> [Task]: What is needed is an exact copy of the lines from the one containing "Annotate each instance of the grass" through the last line of the entries below, both included.

[Natural-language object grounding data]
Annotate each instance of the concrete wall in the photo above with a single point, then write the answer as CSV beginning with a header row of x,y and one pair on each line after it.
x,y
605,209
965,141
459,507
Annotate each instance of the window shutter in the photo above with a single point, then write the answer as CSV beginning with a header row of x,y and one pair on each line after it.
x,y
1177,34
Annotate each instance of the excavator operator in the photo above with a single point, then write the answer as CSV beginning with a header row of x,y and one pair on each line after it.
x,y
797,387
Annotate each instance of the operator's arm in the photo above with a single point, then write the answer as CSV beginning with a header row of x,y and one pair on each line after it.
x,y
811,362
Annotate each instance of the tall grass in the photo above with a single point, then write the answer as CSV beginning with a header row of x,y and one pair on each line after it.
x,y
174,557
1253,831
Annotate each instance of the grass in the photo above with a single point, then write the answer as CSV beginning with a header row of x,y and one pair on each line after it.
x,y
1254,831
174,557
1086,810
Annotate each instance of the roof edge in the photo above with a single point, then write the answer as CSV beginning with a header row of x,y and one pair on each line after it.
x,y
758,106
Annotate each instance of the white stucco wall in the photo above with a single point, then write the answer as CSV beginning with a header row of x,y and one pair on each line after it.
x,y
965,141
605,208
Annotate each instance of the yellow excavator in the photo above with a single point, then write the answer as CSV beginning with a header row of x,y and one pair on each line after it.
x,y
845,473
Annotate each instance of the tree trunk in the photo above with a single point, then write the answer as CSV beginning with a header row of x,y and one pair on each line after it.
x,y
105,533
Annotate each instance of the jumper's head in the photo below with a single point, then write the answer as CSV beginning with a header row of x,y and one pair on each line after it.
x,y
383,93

> [Answer space]:
Annotate each instance of the grass in the photo above with a single point, then write the answer as CSV beginning with a header row of x,y and one pair on each line after it.
x,y
1254,831
174,557
1086,810
Annotate each instance of the roof edge in the photo above with a single point, then write the answer as CSV beginning with a header row of x,y and one pair on each line after it.
x,y
758,106
Annotate each instance of the white stucco wall in the photo above with a single point, then write the answer as CSV beginning with a header row of x,y and one pair on each line after it.
x,y
965,141
605,208
Annotate each instance of the yellow excavator in the photo above with a single point, then write the answer as CSV beginning with a header row of x,y and one pair on each line after it.
x,y
845,473
Annotate each instance of the tree trunk in the photo above with a single point, then write the answer as CSV beginning with a header row of x,y and one pair on each line after it.
x,y
105,533
Annotate each instance of the jumper's head in the photo below with a single point, then write the answer as CSV beginning with a header row of x,y and one pair on each line after it.
x,y
383,93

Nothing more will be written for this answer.